As relações entre Portugal e Angola mais do que analisadas pelas Ciências Económicas, Sociológicas, Antropológicas, Políticas ou Históricas, deveriam ser averiguadas e dissecadas num divã, por um terapeuta, não necessariamente judeu, hirsuto ou entendido na interpretação de sonhos, mas competente na análise dos processos fisiológicos escatológicos e nas relações incestuosas ainda que proibido de prescrever ópio ou folhas de coca.
Por Brandão de Pinho
Portugal e Angola comportam-se como aqueles casais desavindos em que a imaturidade transborda transversal, oblíqua, enfim, plena e totalmente. Países imaturos, povos imaturos e relações ainda mais imaturas. À mercê dos demais.
Quando há algum assunto difícil para decidir, ao contrário do que pessoas, instituições e organizações assertivas e responsáveis fazem, estes dois estados independentes entram num tal estado de histeria que trazem à baila todo um rol de assuntos não resolvidos e cumulativos, descentrando-se das coisas que deveriam efectivamente ser tratadas. Tal como nos casais imaturos e sem coragem para enfrentar as agruras quotidianas e inerentes à sua condição. Os psicólogos costumam aconselhar esses casais a fazerem uma lista de problemas a resolver e na discussão cingirem-se a essa. Racionalmente e sem divagações.
Portugal nunca teve coragem de pedir desculpas a Angola e aos Angolanos – como os franceses por exemplo fizeram em relação às suas colónias – pelos séculos de colonização racista; promoção e conivência da escravatura desumana cujo epílogo foram os navios negreiros transatlânticos que transportaram milhões de seres humanos para as Américas como se animais se tratassem; pelo facto de, desdenhando as capacidades e potencialidades dos angolenses, não terem proporcionado aos numerosos povos austrais as ferramentas consolidadas de educação e formação cívica de forma a que – mantendo as suas tradições, cultura e línguas – pudessem ser cidadãos esclarecidos e aptos para enfrentar os desafios dos novos tempos; mas acima de tudo pela maneira como consideraram que as crianças, as mulheres, as pessoas, só porque diferentes, eram obrigatoriamente inferiores e repulsivas.
Portugal nem sequer tratou a realeza nativa – com a qual tinha acordos e tratados comerciais para o tráfego de escravos – partindo do principio que a pele escura e lábios grossos e uma cultura necessariamente diferente – pois o Deserto do Saara impediu que os valores mediterrânicos e do crescente fértil pudessem chegar tão a Sul do continente – configurariam uma menorização como que decretada divina e oficialmente.
Se para com a classe alta angolense era assim nem vale a pena imaginar o que pensariam os portugueses dos povos nativos. Como seus iguais só na parte da capacidade de evangelização porque de resto verificou-se uma exploração bárbara e uma sobranceria baseada em falaciosos sentimentos de superioridade racial. Mas não esqueçamos que essa superioridade racial e exploração era apanágio daqueles tempos, nestas terras do quadrado austral e povos escravizavam-se uns aos outros pelo que Portugal apenas tratou do transporte atlântico. Angolanos caçavam angolanos e levavam-nos para as feitorias lusitanas.

::::::::

(PEDIDO A):
Segundo o excerto da página, o que os psicólogos costumam aconselhar aos casais imaturos?

(MATERIAL DO EXERCÍCIO):
::::::::

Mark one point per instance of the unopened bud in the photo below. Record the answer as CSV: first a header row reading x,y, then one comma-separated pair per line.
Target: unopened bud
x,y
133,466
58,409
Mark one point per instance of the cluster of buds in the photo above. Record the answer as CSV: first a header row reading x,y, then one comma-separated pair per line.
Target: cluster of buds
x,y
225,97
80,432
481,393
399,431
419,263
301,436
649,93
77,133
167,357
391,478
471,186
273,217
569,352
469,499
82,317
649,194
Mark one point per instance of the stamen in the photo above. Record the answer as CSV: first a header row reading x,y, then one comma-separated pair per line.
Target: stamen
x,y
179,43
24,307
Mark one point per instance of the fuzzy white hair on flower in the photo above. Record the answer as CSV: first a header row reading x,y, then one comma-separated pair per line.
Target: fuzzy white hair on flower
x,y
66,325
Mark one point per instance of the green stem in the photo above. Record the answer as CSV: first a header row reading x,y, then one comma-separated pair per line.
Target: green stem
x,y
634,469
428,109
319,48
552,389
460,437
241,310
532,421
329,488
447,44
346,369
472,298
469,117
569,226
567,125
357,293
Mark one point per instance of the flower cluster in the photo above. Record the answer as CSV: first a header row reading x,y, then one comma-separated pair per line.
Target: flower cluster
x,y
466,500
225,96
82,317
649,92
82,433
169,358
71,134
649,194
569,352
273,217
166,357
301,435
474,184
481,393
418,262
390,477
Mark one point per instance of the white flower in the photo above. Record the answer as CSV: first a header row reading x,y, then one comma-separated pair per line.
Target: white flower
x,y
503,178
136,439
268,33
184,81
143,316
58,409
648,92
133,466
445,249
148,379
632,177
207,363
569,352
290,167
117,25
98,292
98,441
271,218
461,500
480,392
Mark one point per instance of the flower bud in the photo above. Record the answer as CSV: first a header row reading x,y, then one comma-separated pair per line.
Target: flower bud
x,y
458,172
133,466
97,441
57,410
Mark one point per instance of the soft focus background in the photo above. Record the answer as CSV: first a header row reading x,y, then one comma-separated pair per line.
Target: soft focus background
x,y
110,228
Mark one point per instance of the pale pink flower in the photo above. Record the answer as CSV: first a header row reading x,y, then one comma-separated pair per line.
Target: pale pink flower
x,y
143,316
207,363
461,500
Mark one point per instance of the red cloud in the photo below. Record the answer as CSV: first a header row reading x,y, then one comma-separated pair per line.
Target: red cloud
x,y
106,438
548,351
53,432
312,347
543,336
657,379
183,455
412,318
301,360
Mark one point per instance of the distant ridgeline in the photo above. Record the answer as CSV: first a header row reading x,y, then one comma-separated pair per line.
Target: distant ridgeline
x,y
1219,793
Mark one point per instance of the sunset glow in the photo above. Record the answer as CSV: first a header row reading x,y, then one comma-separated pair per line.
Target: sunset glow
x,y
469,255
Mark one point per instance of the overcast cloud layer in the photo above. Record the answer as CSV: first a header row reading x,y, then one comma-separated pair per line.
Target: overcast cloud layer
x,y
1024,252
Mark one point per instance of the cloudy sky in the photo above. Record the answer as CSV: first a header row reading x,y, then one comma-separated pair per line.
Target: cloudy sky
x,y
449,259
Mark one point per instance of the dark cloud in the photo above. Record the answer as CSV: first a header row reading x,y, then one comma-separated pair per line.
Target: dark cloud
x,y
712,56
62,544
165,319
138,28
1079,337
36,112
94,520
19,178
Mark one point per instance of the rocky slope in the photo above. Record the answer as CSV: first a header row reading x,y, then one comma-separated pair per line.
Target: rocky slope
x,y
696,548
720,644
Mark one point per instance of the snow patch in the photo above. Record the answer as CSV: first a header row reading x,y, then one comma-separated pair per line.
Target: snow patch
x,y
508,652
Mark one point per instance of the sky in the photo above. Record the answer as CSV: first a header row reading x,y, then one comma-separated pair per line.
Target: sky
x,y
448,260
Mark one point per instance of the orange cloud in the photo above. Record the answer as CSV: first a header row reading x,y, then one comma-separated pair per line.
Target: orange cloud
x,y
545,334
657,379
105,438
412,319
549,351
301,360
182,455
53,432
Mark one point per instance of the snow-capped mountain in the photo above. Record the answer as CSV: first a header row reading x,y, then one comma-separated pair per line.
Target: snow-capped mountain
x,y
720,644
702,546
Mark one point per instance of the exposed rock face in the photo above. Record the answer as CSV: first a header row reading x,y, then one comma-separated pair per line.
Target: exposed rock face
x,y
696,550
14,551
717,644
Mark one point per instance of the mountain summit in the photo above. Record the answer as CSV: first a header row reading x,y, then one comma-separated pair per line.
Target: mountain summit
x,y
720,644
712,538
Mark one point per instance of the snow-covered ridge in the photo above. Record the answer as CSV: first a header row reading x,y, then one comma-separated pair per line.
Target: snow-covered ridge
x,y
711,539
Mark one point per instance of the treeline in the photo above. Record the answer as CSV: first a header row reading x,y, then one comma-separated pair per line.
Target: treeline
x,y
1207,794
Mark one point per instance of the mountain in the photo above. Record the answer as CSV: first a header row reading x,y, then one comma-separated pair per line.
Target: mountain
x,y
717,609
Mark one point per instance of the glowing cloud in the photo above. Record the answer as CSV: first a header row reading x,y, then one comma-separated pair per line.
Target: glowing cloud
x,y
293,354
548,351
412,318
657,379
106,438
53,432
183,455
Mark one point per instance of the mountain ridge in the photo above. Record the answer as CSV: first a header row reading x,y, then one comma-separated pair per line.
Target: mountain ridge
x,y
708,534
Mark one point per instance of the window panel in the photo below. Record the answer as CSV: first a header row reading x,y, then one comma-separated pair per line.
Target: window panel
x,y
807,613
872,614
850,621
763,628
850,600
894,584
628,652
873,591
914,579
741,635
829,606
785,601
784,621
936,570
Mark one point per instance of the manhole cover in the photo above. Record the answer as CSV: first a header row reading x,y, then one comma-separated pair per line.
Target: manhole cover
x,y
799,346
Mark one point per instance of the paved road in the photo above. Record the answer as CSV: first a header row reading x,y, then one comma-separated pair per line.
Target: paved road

::::::::

(PEDIDO B):
Liste, copiando-as por inteiro, todas as linhas do material que contêm a sequência "stem". Maiúsculas e minúsculas contam.

(RESPOSTA MODELO A):
Que façam uma lista de problemas a resolver e que, na discussão, se limitem a essa lista, racionalmente e sem divagações.

(RESPOSTA MODELO B):
Mark one point per instance of the green stem in the photo above. Record the answer as CSV: first a header row reading x,y, then one comma-separated pair per line.
Target: green stem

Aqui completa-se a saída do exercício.